Work instructions.
All entries are to be given again verbatim.

Given records.

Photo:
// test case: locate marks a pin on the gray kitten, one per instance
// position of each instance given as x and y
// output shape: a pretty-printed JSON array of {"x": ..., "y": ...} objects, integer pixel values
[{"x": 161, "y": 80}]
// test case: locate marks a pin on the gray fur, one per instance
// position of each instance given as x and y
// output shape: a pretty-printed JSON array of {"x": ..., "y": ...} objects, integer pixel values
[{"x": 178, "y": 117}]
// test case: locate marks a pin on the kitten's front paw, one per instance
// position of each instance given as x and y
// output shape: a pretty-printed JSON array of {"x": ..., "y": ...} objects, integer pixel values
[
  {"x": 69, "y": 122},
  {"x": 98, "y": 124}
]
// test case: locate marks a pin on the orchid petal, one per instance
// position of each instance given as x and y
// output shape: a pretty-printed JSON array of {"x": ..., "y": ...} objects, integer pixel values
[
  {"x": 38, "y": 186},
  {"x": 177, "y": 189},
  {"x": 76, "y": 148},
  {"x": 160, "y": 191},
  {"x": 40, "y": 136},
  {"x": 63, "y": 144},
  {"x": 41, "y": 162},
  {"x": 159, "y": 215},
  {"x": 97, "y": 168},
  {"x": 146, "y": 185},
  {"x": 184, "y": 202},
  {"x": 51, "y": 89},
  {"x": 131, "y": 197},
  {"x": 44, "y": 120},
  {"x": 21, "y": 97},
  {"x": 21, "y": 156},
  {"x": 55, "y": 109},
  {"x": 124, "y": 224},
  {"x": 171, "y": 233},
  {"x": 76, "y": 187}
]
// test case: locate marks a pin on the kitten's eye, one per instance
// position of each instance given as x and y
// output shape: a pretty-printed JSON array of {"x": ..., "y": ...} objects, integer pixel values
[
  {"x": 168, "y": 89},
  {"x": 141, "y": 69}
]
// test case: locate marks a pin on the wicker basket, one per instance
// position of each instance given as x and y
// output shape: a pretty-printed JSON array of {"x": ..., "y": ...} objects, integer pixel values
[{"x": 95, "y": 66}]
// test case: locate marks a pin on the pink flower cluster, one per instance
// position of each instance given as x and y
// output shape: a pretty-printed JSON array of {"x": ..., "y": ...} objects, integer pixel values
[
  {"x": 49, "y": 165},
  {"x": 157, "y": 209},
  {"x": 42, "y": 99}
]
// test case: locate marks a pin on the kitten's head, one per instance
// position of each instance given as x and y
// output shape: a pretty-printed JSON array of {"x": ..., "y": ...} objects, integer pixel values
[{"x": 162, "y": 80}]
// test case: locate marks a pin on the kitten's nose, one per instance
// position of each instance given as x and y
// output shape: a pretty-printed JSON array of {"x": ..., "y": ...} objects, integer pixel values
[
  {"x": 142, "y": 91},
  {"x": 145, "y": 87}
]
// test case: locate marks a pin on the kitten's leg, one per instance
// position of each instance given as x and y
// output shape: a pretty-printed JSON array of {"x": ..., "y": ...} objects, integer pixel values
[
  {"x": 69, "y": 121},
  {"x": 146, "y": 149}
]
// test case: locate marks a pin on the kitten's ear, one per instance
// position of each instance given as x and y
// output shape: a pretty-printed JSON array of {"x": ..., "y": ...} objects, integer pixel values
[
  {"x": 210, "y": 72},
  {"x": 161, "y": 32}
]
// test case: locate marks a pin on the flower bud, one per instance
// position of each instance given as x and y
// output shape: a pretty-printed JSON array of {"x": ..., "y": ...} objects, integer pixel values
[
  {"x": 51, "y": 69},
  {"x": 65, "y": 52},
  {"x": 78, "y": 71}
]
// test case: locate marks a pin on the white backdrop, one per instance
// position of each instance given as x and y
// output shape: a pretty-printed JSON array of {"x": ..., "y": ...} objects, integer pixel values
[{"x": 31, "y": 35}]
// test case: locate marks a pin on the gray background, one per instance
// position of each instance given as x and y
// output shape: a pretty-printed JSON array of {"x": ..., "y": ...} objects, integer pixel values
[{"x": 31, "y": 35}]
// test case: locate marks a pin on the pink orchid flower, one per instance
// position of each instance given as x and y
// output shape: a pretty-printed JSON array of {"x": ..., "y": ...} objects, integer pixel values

Answer to this task.
Photo:
// test case: locate marks a pin on the gray kitten, one per instance
// position of each instance given as x and y
// output shape: a pretty-printed JSON array of {"x": ..., "y": ...} objects, integer pixel values
[{"x": 161, "y": 80}]
// test case: locate marks a pin on the gray fur, one per instance
// position of each instance given as x and y
// output shape: a pretty-printed JSON array of {"x": ..., "y": ...} objects, integer pixel values
[{"x": 178, "y": 117}]
// test case: locate marks a pin on the kitten's front paw, one per instance
// position of each instance given as x and y
// output shape: a pretty-printed JSON array of {"x": ..., "y": ...} objects, integer pixel values
[
  {"x": 69, "y": 122},
  {"x": 98, "y": 124}
]
// test case: locate marks a pin on the orchid petal, one per instance
// position of each instance given as x and y
// output shape: a pretty-printed JSON array of {"x": ..., "y": ...} objects, integer pixel values
[
  {"x": 38, "y": 186},
  {"x": 177, "y": 189},
  {"x": 76, "y": 148},
  {"x": 160, "y": 191},
  {"x": 40, "y": 136},
  {"x": 63, "y": 144},
  {"x": 41, "y": 162},
  {"x": 159, "y": 215},
  {"x": 97, "y": 168},
  {"x": 146, "y": 185},
  {"x": 184, "y": 202},
  {"x": 51, "y": 89},
  {"x": 131, "y": 197},
  {"x": 44, "y": 120},
  {"x": 21, "y": 97},
  {"x": 21, "y": 156},
  {"x": 55, "y": 109},
  {"x": 124, "y": 224},
  {"x": 171, "y": 233},
  {"x": 76, "y": 187}
]
// test case: locate marks a pin on the kitten's eye, one per instance
// position of each instance given as x and y
// output shape: a pretty-printed JSON array of {"x": ..., "y": ...} objects, integer pixel values
[
  {"x": 168, "y": 89},
  {"x": 141, "y": 69}
]
// test case: locate marks a pin on the wicker basket, one per instance
// position of each instance given as x and y
// output shape: a pretty-printed JSON array of {"x": ..., "y": ...} objects, integer pixel values
[{"x": 95, "y": 66}]
// test case: locate marks a pin on the pink flower cluster, one per instance
// position of each instance given as x and y
// output shape: a pretty-printed JSON array of {"x": ..., "y": ...} objects, integer pixel values
[
  {"x": 49, "y": 165},
  {"x": 157, "y": 209},
  {"x": 42, "y": 99}
]
// test case: locate marks a pin on the kitten's head, one per instance
// position of each instance given as x and y
// output shape: a pretty-printed JSON array of {"x": ..., "y": ...} objects, integer pixel values
[{"x": 162, "y": 80}]
// test case: locate marks a pin on the kitten's nose, one per instance
// position of each instance given as x and y
// output shape: a pretty-printed JSON array of {"x": ..., "y": ...} objects, integer pixel values
[
  {"x": 142, "y": 91},
  {"x": 145, "y": 87}
]
// test case: locate marks a pin on the kitten's leg, one per instance
// position of each instance given as x and y
// output shape: a pretty-printed JSON array of {"x": ..., "y": ...} objects, integer pixel values
[
  {"x": 69, "y": 121},
  {"x": 146, "y": 149}
]
// test case: locate marks a pin on the kitten's ear, one per instance
// position of each instance given as x and y
// output shape: a pretty-printed JSON array of {"x": ..., "y": ...} objects, integer pixel values
[
  {"x": 210, "y": 72},
  {"x": 161, "y": 32}
]
// test case: locate marks a pin on the flower bud, one per instance
// position of each instance given as x and y
// output shape: a pretty-printed JSON array of {"x": ..., "y": ...} objects, integer pixel values
[
  {"x": 51, "y": 69},
  {"x": 65, "y": 52},
  {"x": 78, "y": 71}
]
// test case: locate marks a pin on the white backdrop, one per instance
// position of each instance given as x and y
// output shape: a pretty-printed JSON array of {"x": ..., "y": ...} objects, integer pixel values
[{"x": 31, "y": 35}]
// test case: locate marks a pin on the gray background, one per instance
// position of each instance given as x and y
// output shape: a pretty-printed JSON array of {"x": ..., "y": ...} objects, integer pixel values
[{"x": 31, "y": 35}]
// test case: locate marks a pin on the pink orchid flower, one per instance
// position of each instance given as x and y
// output shape: a pretty-printed JSON array of {"x": ..., "y": ...} objects, integer pixel values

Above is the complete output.